*** Opening Exercise passage ***
Blood from a mosquito’s most recent meal contains antibodies from the person or animal the insect feasted on.Credit: Claude Nuridsany & Marie Perennou/SPL

Mosquito blood meals reveal history of human infections

Blood-sucking mosquitoes have their uses. An innovative approach that analyses their last blood meals can reveal evidence of infection in the people or animals that the flying insects feasted on.

Scientists say that the method could be used to study people’s and animals’ past exposure to a range of pathogens, while avoiding the ethical and practical issues of testing them directly.

Researchers have previously detected exposure to pathogens by testing blood from mosquitoes for antibodies, markers of past infection that can circulate in blood for months to years, from specific animal hosts.

The technique used by Carla Vieira, a disease ecologist at the QIMR Berghofer Medical Research Institute in Brisbane, Australia, can detect antibodies in blood from a range of animals and people.

She focused on Ross River virus, a potentially debilitating mosquito-borne disease that is endemic to Australia and islands in the southern Pacific Ocean.
*** Closing Exercise passage ***
*** Opening Dataset entries ***
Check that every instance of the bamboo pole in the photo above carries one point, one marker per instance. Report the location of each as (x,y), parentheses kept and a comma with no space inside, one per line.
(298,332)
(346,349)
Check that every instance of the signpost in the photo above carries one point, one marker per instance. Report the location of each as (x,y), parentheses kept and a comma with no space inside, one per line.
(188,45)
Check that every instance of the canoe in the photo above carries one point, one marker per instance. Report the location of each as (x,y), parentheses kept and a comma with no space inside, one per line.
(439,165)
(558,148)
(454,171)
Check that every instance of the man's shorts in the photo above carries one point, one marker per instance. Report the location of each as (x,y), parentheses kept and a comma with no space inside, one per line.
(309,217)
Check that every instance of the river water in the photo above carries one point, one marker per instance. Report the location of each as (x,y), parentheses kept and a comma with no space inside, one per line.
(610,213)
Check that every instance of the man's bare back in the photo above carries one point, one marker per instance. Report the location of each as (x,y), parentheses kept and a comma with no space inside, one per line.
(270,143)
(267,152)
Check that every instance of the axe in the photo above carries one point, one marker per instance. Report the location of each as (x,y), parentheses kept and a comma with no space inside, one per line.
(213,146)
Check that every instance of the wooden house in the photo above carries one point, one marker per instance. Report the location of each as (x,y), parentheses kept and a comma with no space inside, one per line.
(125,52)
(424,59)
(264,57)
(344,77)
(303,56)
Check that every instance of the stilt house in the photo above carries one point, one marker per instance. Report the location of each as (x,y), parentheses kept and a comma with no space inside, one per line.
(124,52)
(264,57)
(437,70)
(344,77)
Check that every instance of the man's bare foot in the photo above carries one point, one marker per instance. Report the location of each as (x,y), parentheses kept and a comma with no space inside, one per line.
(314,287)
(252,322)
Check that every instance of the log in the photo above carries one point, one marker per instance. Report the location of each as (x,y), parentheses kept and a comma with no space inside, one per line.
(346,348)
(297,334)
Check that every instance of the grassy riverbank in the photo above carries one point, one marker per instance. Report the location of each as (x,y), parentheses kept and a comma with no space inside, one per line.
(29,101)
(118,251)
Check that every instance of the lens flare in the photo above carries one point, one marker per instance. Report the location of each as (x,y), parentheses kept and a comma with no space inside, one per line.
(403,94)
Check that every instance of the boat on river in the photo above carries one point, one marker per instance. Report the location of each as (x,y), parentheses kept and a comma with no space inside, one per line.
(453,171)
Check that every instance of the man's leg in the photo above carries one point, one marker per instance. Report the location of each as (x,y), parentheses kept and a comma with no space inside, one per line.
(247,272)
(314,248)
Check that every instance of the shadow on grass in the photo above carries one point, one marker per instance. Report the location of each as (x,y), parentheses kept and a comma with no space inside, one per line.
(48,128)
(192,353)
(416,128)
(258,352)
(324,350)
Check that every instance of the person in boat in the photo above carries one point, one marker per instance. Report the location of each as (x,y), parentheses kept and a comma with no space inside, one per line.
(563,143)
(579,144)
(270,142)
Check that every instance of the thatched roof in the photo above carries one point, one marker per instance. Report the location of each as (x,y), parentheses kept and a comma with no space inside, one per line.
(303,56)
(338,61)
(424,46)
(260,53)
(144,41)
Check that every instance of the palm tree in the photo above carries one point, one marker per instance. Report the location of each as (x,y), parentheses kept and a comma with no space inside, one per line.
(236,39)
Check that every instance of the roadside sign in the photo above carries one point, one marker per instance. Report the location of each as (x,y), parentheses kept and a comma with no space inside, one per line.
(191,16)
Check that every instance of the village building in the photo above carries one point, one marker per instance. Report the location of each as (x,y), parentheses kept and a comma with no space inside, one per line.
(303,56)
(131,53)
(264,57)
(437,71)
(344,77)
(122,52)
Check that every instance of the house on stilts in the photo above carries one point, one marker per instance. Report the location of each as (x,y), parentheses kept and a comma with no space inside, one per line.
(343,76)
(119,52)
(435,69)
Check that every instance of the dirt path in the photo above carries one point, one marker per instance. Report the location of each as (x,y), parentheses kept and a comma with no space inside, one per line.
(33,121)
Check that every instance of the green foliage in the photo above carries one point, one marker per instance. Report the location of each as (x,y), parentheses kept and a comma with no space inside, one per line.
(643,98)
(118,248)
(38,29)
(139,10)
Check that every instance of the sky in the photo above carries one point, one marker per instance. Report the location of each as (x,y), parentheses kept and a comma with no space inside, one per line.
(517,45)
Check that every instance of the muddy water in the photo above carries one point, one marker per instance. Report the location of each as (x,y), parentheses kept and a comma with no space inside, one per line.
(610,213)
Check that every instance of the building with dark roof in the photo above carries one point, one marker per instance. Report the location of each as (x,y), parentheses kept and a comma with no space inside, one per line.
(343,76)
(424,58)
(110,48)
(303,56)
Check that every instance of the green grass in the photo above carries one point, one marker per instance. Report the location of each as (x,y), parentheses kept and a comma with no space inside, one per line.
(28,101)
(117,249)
*** Closing Dataset entries ***
_Work to complete:_
**a.** Answer each question using the passage on mosquito blood meals.
(i) In which city is the institute where Carla Vieira works?
(ii) Which virus did Vieira focus on?
(iii) For how long can antibodies circulate in blood?
**b.** Return the part of the passage on mosquito blood meals starting at "Researchers have previously" and ending at "southern Pacific Ocean.".
The material has no connection to the passage on mosquito blood meals.

_Expected responses:_
**a.**
(i) Brisbane, Australia
(ii) Ross River virus
(iii) For months to years

**b.**
Researchers have previously detected exposure to pathogens by testing blood from mosquitoes for antibodies, markers of past infection that can circulate in blood for months to years, from specific animal hosts.

The technique used by Carla Vieira, a disease ecologist at the QIMR Berghofer Medical Research Institute in Brisbane, Australia, can detect antibodies in blood from a range of animals and people.

She focused on Ross River virus, a potentially debilitating mosquito-borne disease that is endemic to Australia and islands in the southern Pacific Ocean.